● **TESTO DELLA PAGINA**
※

Slavoi Zizek (filosofo marxista, sloveno) “Per me è successo tutto tra il 60 e il 70, in quel periodo sono successe le cose più interessanti, oggi viviamo ancora l’eco di quegli anni”. Non posso negare che l’arte, le battaglie civili e in genere, la cultura nata in quegli anni abbiano tuttora una potenza e un riverbero che sembra non diminuire. Non intendo che siano intensi come allora: intendo che ancora propagano onde, e sono ancora un un sistema di riferimento imprescindibile. Ho capito allora che Zizek suggeriva una lettura diversa: non tanto un elogio nostalgico del passato, quanto una critica implicita all’incapacità del presente di generare trasformazioni altrettanto fondanti. Quegli anni furono rivoluzionari non perchè migliori ma perchè fondativi. La cultura che emerse in quel periodo non si limitò a modificare l’esistente o a ergersi sul suo terreno: creò nuova fondamenta, ancora oggi solide nonostante i tentativi di erosione. Fu un momento di rottura genuina, di reazione autentica, non di semplice evoluzione o adattamento. Esiste una verità essenziale sulla natura del cambiamento culturale: una cultura veramente potente deve essere autofondante. Non può limitarsi a costruire su ciò che già esiste, se non forse all’inizio e per contrasto. La forza della cultura giovanile degli anni 60/70 fu proprio questa: la capacità di creare nuovi linguaggi, nuove forme di espressione, nuovi modi di pensare che non derivavano da quelli precedenti. Negli anni 60/70 da Luciano Tajoli (1920) e Claudio Villa (1926) a Lucio Battisti (1943) il cambiamento del linguaggio musicale si è colto; oggi  tra Diodato (1981) e De Gregori (1951) non tanto.

Semplificando la lettura del mondo, si potrebbe pensare che la contrapposizione avvenga tra visione conservatrice e progressista, nostalgica e ottimista. In verità a contrapporsi sono anche i linguaggi, non solo le prospettive. Queste visioni del mondo anche hanno anche linguaggi diversi. Linguaggi che smettono di comunicare tra loro. L’incomprensione genera attrito, e l’attrito porta a un circolo vizioso: prima il ridimensionamento attraverso la retorica del si stava meglio prima, poi l’attacco frontale per silenziare le voci del cambiamento. E’ un processo che si ripete ciclicamente, ogni volta che una nuova generazione cerca di affermare la propria visione del mondo. Il conflitto generazionale non è tanto un conflitto di valori ma di linguaggi. Questi linguaggi non sono semplicemente diversi, sono spesso mutualmente incomprensibili, non tanto per una questione di vocabolario quanto per i mondi che creano attraverso attraverso il racconto delle proprie storie. L’incomunicabilità (si comunica lo stesso anche attraverso di essa) diventa allora non un fallimento ma un indicatore prezioso delle trasformazioni culturali in atto. La cultura rivoluzionaria di quegli anni del secolo scorso è ancora vitale perchè non ha mai assunto una forma precisa, non ha confini nè limiti, come la giovinezza genera ancora possibilità. L’età adulta e conservatrice vede il futuro come conservazione, quella giovane come possibilità. Ogni cultura genera un linguaggio e ogni nuovo linguaggio illude – o forse conferma – che esista la possibilità concreta di immaginare un futuro diverso. Il linguaggio, del resto, genera mondi. Che il conflitto generazionale non sia tanto un conflitto di valori ma di linguaggi diversi, spesso mutualmente incomprensibili, lo accerta ciascuno di noi, così come un insegnante di italiano che ponga a confronto i temi dei suoi alunni corretti ad inizio carriera con quelli corretti dopo 30 anni: non tanto per una questione di vocabolario quanto per come sono scritti (oggi qualcuno riesce a scrivere solo a stampatello).

※

[Dati memorizzati]
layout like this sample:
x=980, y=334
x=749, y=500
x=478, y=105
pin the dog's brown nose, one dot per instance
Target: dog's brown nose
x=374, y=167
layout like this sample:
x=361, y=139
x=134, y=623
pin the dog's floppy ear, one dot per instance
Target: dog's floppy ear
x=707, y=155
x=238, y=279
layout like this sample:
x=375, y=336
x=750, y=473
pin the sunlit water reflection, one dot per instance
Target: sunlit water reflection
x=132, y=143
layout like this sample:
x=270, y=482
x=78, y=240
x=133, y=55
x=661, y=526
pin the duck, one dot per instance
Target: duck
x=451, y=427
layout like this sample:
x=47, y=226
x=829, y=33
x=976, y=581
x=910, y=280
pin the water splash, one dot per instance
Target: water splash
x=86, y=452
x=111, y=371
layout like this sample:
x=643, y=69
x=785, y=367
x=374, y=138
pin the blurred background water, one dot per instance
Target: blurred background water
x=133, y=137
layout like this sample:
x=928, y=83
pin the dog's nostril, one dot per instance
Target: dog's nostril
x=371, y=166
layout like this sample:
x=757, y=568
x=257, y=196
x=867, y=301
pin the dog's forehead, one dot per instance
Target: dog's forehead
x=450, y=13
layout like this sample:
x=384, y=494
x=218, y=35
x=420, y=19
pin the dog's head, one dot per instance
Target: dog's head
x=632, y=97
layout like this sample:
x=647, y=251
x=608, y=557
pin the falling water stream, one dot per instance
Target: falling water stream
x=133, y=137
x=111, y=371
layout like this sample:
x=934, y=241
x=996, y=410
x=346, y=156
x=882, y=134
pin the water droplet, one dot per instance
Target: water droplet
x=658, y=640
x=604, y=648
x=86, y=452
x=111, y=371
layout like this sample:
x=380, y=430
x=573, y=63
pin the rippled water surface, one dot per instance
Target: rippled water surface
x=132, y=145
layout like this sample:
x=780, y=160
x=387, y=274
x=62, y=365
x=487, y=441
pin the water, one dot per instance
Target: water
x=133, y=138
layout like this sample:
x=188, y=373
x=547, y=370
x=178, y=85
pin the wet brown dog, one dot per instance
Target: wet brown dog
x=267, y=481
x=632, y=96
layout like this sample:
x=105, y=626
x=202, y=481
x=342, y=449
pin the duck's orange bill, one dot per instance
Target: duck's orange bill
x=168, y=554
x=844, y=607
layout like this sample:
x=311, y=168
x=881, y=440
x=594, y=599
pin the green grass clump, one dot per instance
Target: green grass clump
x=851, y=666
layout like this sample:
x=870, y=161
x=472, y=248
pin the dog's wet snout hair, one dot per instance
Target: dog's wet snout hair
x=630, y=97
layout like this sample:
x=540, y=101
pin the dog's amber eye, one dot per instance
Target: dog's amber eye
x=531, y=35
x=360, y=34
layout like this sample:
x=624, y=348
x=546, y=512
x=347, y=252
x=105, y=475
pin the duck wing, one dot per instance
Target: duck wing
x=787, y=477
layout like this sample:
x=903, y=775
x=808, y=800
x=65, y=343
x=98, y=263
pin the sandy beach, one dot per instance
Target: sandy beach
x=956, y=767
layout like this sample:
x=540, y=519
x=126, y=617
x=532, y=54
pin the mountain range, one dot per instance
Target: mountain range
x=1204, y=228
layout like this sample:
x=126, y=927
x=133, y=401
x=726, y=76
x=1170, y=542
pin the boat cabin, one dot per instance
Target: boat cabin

※

● **ISTRUZIONE A**
Secondo il testo sulla cultura degli anni 60/70, per quale motivo quegli anni furono rivoluzionari?
● **ISTRUZIONE B**
Riprendi il testo sulla cultura degli anni 60/70 e proseguilo dopo la sua ultima frase.

● **RISPOSTA A**
Perché furono fondativi, non perché migliori.

● **RISPOSTA B**
Ma al di là dei linguaggi diversi  (i contenuti possono essere gli stessi, amore, odio, vendetta, giustizia, ma cambia il come vengono espressi attraverso varie forme artistiche), la dicotomia tra conservatori e progressisti osservata attraverso il richiamo alla gioventù è rilevante in politica. Si potrebbe pensare che il crescere, diventare adulti e progressivamente invecchiare porti le persone ad acquisire una maggior saggezza, ma i ricercatori della saggezza, ovvero coloro che da 30 anni a questa parte (l’attenzione verso questo tema è appunto materia relativamente recente) si stanno occupando di condurre ricerche scientifiche in questo particolare ambito, non concordano all’unanimità su tale affermazione. Pertanto se invecchiare non significa diventare più saggi, potremmo capire perchè mai gli estremisti non cambiano visione del mondo con l’età. Su questo punto la riflessione di Pietropoli è interessante quando sottolinea che chi vuole conservare, in realtà, vuole tornare a quella sensazione di potenziale illimitato che caratterizza la giovinezza. La nostalgia dei conservatori per un passato idealizzato non è tanto il desiderio di riportare indietro il tempo, quanto quello di riavere quella prospettiva aperta. In altre parole è il disperato tentativo di pensarsi ancora ventenne pur con il corpo da vecchio con davanti una prospettiva aperta, sgombra, piena di opportunità.

Infine mi sento di aggiungere che dietro la rigidità di alcuni irriducibili (tipo vecchi brigatisti in carcere mai pentiti o vecchi politici da talk tv che sono ormai replicanti di loro stessi) ci sia l’assoluta incapacità di ammettere gli errori, di tornare sui propri passi e correggersi, in una forma sublimata di superbia intellettuale autoassolutoria. Cambiare è sempre difficile, continuare a fare quel che si è sempre fatto o pensato è molto più comodo.